— START RECORDS SHOWN —
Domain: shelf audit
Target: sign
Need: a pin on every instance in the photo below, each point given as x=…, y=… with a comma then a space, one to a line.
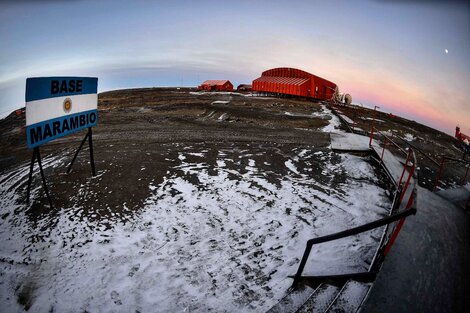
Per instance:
x=58, y=106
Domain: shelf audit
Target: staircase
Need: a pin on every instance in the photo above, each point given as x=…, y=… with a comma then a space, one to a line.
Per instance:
x=326, y=297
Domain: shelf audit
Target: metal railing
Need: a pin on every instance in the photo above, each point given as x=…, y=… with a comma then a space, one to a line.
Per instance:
x=346, y=233
x=390, y=234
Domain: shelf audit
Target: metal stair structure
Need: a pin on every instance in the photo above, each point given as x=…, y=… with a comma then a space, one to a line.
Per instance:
x=326, y=297
x=347, y=292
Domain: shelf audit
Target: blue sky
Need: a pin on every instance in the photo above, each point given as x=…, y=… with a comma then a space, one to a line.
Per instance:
x=387, y=53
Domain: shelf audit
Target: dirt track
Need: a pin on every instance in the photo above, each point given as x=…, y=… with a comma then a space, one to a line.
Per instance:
x=136, y=125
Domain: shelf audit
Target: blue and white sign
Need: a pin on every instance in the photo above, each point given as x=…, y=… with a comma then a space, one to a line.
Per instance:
x=58, y=106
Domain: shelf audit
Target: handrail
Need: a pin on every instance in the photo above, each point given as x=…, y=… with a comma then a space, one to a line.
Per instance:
x=345, y=233
x=419, y=150
x=410, y=209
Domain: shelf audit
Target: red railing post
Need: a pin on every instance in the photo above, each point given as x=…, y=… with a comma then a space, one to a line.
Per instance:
x=383, y=150
x=399, y=226
x=412, y=170
x=372, y=126
x=438, y=177
x=404, y=167
x=466, y=173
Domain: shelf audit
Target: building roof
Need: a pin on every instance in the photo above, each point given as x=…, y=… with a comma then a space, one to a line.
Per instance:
x=282, y=80
x=215, y=82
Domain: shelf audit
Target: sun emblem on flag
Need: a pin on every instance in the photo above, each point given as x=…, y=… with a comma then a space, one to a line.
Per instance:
x=67, y=105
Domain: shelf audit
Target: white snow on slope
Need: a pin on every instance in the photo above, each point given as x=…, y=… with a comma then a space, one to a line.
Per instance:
x=220, y=237
x=334, y=120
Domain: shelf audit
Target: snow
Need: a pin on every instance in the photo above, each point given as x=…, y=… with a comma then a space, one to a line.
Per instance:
x=225, y=241
x=347, y=119
x=349, y=142
x=335, y=122
x=409, y=137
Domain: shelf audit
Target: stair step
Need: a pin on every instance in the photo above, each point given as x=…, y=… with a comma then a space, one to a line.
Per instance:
x=350, y=297
x=293, y=301
x=321, y=299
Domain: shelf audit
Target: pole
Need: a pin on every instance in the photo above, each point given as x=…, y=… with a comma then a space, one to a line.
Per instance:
x=372, y=125
x=78, y=150
x=33, y=158
x=438, y=177
x=43, y=177
x=92, y=159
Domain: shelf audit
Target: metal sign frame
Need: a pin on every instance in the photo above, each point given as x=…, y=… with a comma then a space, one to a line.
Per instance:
x=57, y=107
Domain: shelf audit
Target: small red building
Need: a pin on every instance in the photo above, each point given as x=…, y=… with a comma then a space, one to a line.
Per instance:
x=216, y=85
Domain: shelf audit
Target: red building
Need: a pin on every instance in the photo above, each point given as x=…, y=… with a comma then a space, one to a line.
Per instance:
x=291, y=81
x=460, y=136
x=216, y=85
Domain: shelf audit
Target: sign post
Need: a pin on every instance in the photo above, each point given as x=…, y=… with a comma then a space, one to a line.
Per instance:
x=56, y=107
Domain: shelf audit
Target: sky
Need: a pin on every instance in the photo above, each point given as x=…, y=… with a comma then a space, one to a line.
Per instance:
x=410, y=58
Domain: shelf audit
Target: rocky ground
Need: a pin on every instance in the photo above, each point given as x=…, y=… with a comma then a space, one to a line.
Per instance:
x=201, y=200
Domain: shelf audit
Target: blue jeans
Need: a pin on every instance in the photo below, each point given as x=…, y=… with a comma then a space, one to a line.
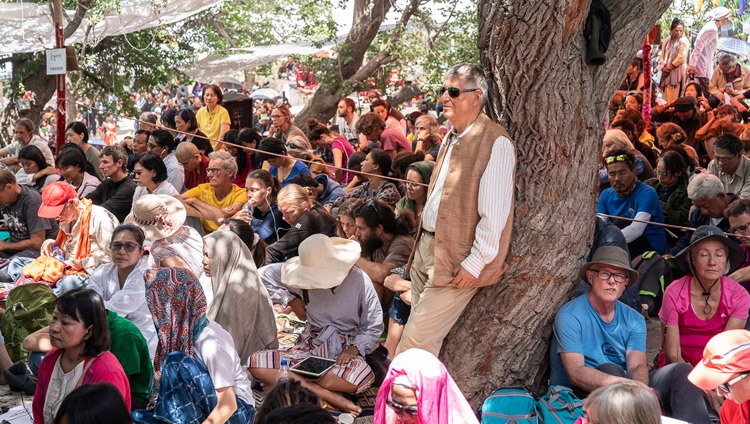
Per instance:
x=187, y=395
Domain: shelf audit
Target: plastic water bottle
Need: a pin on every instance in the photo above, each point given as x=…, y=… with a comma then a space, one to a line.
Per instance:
x=57, y=253
x=284, y=372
— END RECORDS SHOWN —
> WRITTEN PROBLEM
Which lines of the listing above contain the string "post", matching case exactly? Pull out each of those lines in full.

> SOLUTION TO THIS EXERCISE
Target: red railing post
Target: sign post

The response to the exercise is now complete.